(Saved data entries)

=== Begin Enclosure ===

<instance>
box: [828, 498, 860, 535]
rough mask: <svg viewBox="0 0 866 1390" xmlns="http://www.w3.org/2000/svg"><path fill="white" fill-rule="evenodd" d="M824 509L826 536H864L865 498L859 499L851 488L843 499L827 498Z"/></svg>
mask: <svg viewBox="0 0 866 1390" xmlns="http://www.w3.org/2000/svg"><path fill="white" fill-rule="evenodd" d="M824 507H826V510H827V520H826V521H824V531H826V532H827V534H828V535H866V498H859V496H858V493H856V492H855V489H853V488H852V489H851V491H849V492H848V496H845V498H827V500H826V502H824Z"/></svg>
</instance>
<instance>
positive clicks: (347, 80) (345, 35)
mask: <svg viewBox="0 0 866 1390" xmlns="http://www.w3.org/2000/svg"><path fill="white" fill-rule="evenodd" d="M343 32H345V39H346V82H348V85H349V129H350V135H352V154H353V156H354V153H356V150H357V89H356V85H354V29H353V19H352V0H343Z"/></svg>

=== End Enclosure ===

◆ YOUR ASSIGNMENT ◆
Output every line of the listing above as a numbered list, omitting any blank lines.

◆ ANSWER SPACE ◆
1. <instance>
2. box: [828, 498, 860, 535]
3. rough mask: <svg viewBox="0 0 866 1390" xmlns="http://www.w3.org/2000/svg"><path fill="white" fill-rule="evenodd" d="M824 509L826 536H864L865 498L859 499L851 488L843 499L827 498Z"/></svg>
4. mask: <svg viewBox="0 0 866 1390" xmlns="http://www.w3.org/2000/svg"><path fill="white" fill-rule="evenodd" d="M824 507H826V510H827V520H826V521H824V531H826V532H827V534H828V535H866V498H859V496H858V493H856V492H855V489H853V488H852V489H851V491H849V492H848V496H845V498H827V500H826V502H824Z"/></svg>
5. </instance>
6. <instance>
7. positive clicks: (347, 80) (345, 35)
8. mask: <svg viewBox="0 0 866 1390" xmlns="http://www.w3.org/2000/svg"><path fill="white" fill-rule="evenodd" d="M343 32H345V39H346V82H348V85H349V129H350V135H352V154H353V156H354V153H356V150H357V89H356V85H354V29H353V19H352V0H343Z"/></svg>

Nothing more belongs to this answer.